-- start --

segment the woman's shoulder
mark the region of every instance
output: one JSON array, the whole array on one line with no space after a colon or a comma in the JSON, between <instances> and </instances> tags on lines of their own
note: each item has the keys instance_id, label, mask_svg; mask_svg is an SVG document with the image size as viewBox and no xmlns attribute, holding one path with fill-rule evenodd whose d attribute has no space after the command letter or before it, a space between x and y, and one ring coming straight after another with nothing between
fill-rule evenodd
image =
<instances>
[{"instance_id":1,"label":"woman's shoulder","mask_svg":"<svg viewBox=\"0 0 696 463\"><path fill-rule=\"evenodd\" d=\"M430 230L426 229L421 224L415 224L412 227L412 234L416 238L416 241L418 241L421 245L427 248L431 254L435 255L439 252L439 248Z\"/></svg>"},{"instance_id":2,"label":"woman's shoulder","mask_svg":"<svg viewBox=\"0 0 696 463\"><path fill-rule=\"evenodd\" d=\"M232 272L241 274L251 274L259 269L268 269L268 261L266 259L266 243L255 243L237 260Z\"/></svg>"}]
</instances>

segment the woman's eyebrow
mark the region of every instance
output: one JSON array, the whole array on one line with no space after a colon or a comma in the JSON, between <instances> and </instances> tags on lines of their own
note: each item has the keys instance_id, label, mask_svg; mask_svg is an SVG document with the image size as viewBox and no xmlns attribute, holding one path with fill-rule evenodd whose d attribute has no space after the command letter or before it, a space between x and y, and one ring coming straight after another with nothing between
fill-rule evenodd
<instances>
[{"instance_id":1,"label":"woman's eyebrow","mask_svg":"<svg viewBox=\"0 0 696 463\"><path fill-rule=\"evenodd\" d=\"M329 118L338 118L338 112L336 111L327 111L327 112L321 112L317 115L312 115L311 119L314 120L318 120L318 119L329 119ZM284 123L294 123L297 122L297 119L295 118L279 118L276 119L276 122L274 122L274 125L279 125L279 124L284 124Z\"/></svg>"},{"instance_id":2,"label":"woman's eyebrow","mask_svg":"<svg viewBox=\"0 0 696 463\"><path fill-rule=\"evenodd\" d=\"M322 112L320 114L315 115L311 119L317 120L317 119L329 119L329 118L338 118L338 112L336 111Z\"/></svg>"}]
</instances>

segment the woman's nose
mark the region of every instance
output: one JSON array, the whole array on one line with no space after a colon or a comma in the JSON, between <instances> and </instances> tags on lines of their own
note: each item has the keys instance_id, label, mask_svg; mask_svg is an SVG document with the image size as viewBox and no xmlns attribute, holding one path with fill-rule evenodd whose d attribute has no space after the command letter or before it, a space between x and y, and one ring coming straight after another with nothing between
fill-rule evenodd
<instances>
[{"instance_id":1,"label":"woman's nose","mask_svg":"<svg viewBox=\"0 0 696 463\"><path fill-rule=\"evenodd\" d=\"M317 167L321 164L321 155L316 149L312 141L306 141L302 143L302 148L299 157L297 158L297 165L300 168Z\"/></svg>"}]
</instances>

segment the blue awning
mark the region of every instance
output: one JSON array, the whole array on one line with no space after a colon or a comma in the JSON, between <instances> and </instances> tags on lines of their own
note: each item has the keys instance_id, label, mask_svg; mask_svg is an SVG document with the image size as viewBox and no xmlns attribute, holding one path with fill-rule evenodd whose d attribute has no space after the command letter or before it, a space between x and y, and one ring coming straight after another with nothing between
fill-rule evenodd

-- end --

Write the material as a JSON list of strings, one string per line with blank lines dropped, starting with the line that contains "segment the woman's nose" and running through the end of the material.

- Correct output -
[
  "segment the woman's nose",
  "mark the region of every instance",
  "output: one JSON array, the whole array on one line with no space after a colon or a comma in the JSON, between <instances> and </instances> tags on lines of their own",
  "note: each item has the keys instance_id, label, mask_svg; mask_svg is an SVG document with the image size as viewBox and no xmlns attribute, holding one path with fill-rule evenodd whose d attribute has no space after the command letter or before it, a space between x and y, and one ring coming straight after another with nothing between",
  "fill-rule evenodd",
  "<instances>",
  "[{\"instance_id\":1,\"label\":\"woman's nose\",\"mask_svg\":\"<svg viewBox=\\\"0 0 696 463\\\"><path fill-rule=\\\"evenodd\\\" d=\\\"M317 167L321 164L321 155L316 149L312 141L306 141L302 143L302 148L299 157L297 158L297 165L300 168Z\\\"/></svg>\"}]",
  "</instances>",
  "segment the blue awning",
  "mark the region of every instance",
  "output: one JSON array, the whole array on one line with no space after a colon or a comma in the JSON, between <instances> and </instances> tags on lines of their own",
  "note: each item has the keys instance_id, label, mask_svg; mask_svg is an SVG document with the image size as viewBox and no xmlns attribute, holding one path with fill-rule evenodd whose d attribute has no space after the command letter or before it, a space between x and y, and one ring coming straight after another with nothing between",
  "fill-rule evenodd"
]